▶ THE PROBLEM: I would like you to print all the records below exactly as they are.
*** DATASET RECORDS ***
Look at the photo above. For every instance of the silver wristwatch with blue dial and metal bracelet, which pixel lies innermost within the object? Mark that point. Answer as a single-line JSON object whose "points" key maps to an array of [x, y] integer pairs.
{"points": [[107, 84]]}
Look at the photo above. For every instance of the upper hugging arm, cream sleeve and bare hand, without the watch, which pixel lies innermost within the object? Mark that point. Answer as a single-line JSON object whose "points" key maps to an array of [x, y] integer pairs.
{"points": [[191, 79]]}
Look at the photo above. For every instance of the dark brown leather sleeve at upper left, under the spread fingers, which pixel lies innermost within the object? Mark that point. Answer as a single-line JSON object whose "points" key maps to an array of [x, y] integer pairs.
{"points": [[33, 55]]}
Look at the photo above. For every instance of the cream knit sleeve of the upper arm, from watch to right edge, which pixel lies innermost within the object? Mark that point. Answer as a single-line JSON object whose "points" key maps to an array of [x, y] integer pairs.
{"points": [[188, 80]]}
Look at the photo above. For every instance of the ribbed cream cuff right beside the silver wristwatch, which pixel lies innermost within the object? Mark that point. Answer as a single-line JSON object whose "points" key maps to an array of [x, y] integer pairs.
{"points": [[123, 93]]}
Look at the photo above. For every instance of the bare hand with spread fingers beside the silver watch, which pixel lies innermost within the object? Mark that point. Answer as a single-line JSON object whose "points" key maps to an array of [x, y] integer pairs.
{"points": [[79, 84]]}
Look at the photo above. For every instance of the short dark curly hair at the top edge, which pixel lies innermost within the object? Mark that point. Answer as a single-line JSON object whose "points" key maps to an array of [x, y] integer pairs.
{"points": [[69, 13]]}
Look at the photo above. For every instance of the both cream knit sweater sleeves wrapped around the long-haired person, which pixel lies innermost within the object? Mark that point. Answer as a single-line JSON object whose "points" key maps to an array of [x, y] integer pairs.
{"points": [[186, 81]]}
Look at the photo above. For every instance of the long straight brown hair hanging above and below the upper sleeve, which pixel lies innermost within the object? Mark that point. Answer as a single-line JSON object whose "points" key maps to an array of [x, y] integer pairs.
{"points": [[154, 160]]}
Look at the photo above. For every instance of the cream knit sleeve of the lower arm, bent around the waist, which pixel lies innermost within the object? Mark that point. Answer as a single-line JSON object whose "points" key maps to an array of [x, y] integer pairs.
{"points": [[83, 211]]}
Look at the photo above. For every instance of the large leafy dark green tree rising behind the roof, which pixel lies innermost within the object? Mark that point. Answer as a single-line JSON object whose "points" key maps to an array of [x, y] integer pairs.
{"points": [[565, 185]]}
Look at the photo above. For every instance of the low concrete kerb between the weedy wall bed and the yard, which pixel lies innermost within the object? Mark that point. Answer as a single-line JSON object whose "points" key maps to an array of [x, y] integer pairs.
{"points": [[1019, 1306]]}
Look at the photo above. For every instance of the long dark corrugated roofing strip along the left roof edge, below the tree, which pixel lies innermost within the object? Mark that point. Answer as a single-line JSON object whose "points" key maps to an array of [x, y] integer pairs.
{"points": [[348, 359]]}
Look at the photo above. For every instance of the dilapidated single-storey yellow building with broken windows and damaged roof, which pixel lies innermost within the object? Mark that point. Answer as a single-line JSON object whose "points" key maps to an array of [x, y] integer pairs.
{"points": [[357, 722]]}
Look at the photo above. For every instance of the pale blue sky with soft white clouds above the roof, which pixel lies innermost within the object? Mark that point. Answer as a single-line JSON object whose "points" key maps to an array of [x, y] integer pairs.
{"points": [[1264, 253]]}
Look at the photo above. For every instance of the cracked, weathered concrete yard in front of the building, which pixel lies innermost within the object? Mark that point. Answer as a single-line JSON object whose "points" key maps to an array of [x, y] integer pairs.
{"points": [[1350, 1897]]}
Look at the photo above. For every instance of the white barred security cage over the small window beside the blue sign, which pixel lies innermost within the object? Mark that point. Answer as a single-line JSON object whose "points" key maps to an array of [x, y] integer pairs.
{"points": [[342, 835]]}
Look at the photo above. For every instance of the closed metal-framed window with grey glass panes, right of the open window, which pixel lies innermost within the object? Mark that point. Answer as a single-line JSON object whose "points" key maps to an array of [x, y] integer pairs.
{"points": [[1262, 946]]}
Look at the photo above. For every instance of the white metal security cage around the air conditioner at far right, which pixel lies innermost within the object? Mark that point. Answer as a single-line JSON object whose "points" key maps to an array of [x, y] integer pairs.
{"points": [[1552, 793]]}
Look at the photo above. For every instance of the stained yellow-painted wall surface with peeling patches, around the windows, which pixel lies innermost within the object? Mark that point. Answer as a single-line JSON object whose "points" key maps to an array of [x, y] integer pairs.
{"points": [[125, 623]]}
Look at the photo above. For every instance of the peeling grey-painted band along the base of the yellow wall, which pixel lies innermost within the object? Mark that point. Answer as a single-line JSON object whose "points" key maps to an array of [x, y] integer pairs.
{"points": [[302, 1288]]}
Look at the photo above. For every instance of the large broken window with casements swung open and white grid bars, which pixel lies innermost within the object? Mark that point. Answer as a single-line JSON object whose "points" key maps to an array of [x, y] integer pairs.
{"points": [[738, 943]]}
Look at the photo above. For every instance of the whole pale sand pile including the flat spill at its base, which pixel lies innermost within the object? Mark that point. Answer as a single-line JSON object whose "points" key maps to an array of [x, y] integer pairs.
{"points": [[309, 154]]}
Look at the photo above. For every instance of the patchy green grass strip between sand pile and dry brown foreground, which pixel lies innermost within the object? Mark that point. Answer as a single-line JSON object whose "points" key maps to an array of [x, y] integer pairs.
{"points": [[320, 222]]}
*** End of DATASET RECORDS ***
▶ RESULT:
Look at the photo above. For every instance of the silver wristwatch with blue dial and metal bracelet, which pixel lies innermost within the object? Mark that point. Answer as a single-line JSON object whose "points" key maps to an array of [x, y] integer pairs.
{"points": [[107, 84]]}
Look at the photo above. For every instance of the upper hugging arm, cream sleeve and bare hand, without the watch, which pixel lies innermost within the object? Mark that point. Answer as a single-line JSON object whose "points" key maps to an array of [x, y] integer pairs.
{"points": [[191, 79]]}
Look at the photo above. For every instance of the dark brown leather sleeve at upper left, under the spread fingers, which pixel lies innermost within the object? Mark that point. Answer as a single-line JSON object whose "points" key maps to an array of [x, y] integer pairs.
{"points": [[33, 55]]}
Look at the photo above. For every instance of the cream knit sleeve of the upper arm, from watch to right edge, which pixel lies innermost within the object? Mark that point. Answer as a single-line JSON object whose "points" key maps to an array of [x, y] integer pairs.
{"points": [[188, 80]]}
Look at the photo above. For every instance of the ribbed cream cuff right beside the silver wristwatch, which pixel lies innermost within the object? Mark that point. Answer as a single-line JSON object whose "points" key maps to an array of [x, y] integer pairs.
{"points": [[123, 93]]}
Look at the photo above. For every instance of the bare hand with spread fingers beside the silver watch, which pixel lies innermost within the object? Mark that point. Answer as a single-line JSON object whose "points" key maps to an array of [x, y] integer pairs.
{"points": [[79, 84]]}
Look at the photo above. For every instance of the short dark curly hair at the top edge, which pixel lies innermost within the object? Mark that point. Answer as a single-line JSON object whose "points" key maps to an array of [x, y] integer pairs.
{"points": [[69, 13]]}
Look at the photo above. For every instance of the both cream knit sweater sleeves wrapped around the long-haired person, which pixel lies innermost within the object? Mark that point. Answer as a single-line JSON object whose "points" key maps to an array of [x, y] integer pairs.
{"points": [[186, 81]]}
Look at the photo above. For every instance of the long straight brown hair hanging above and below the upper sleeve, which pixel lies innermost within the object? Mark that point. Answer as a single-line JSON object whose "points" key maps to an array of [x, y] integer pairs.
{"points": [[154, 160]]}
Look at the photo above. For every instance of the cream knit sleeve of the lower arm, bent around the waist, which pixel lies innermost within the object? Mark that point. Answer as a single-line JSON object whose "points" key maps to an array of [x, y] integer pairs.
{"points": [[83, 211]]}
Look at the photo above. For every instance of the large leafy dark green tree rising behind the roof, which pixel lies innermost within the object? Mark that point. Answer as a single-line JSON object whose "points" key maps to an array of [x, y] integer pairs.
{"points": [[565, 185]]}
Look at the photo above. For every instance of the low concrete kerb between the weedy wall bed and the yard, which pixel lies innermost within the object? Mark that point. Answer as a single-line JSON object whose "points" key maps to an array of [x, y] integer pairs.
{"points": [[1019, 1306]]}
Look at the photo above. For every instance of the long dark corrugated roofing strip along the left roof edge, below the tree, which pixel lies innermost within the object? Mark that point. Answer as a single-line JSON object whose "points" key maps to an array of [x, y] integer pairs.
{"points": [[348, 359]]}
Look at the photo above. For every instance of the dilapidated single-storey yellow building with broken windows and damaged roof, which pixel lies innermost within the object? Mark that point. Answer as a single-line JSON object whose "points" key maps to an array of [x, y] integer pairs.
{"points": [[357, 722]]}
Look at the photo above. For every instance of the pale blue sky with soft white clouds above the roof, which pixel lies innermost within the object? Mark that point. Answer as a single-line JSON object whose "points" key maps to an array of [x, y] integer pairs.
{"points": [[1264, 253]]}
Look at the photo above. For every instance of the cracked, weathered concrete yard in front of the building, which pixel lies innermost within the object? Mark that point. Answer as a single-line JSON object whose "points" key maps to an array of [x, y] integer pairs.
{"points": [[1350, 1897]]}
Look at the photo above. For every instance of the white barred security cage over the small window beside the blue sign, which pixel lies innermost within the object? Mark that point. Answer as a single-line JSON object whose "points" key maps to an array of [x, y] integer pairs.
{"points": [[342, 835]]}
Look at the photo above. For every instance of the closed metal-framed window with grey glass panes, right of the open window, which pixel lies innermost within the object? Mark that point. Answer as a single-line JSON object whose "points" key maps to an array of [x, y] integer pairs.
{"points": [[1262, 946]]}
Look at the photo above. For every instance of the white metal security cage around the air conditioner at far right, which pixel lies innermost within the object? Mark that point. Answer as a single-line JSON object whose "points" key maps to an array of [x, y] integer pairs.
{"points": [[1552, 793]]}
Look at the photo above. For every instance of the stained yellow-painted wall surface with peeling patches, around the windows, which pixel lies innermost within the object? Mark that point. Answer as a single-line JSON object whose "points" key maps to an array of [x, y] integer pairs.
{"points": [[125, 623]]}
Look at the photo above. For every instance of the peeling grey-painted band along the base of the yellow wall, which pixel lies innermost within the object? Mark that point. Answer as a single-line JSON object whose "points" key maps to an array of [x, y] integer pairs.
{"points": [[302, 1288]]}
Look at the photo above. For every instance of the large broken window with casements swung open and white grid bars, which pixel lies innermost within the object? Mark that point. Answer as a single-line JSON object whose "points" key maps to an array of [x, y] integer pairs.
{"points": [[738, 943]]}
Look at the photo above. For every instance of the whole pale sand pile including the flat spill at its base, which pixel lies innermost within the object? Mark that point. Answer as a single-line JSON object whose "points" key maps to an array of [x, y] integer pairs.
{"points": [[309, 154]]}
Look at the photo above. For every instance of the patchy green grass strip between sand pile and dry brown foreground, which pixel lies innermost within the object? Mark that point. Answer as a single-line JSON object whose "points" key maps to an array of [x, y] integer pairs.
{"points": [[320, 222]]}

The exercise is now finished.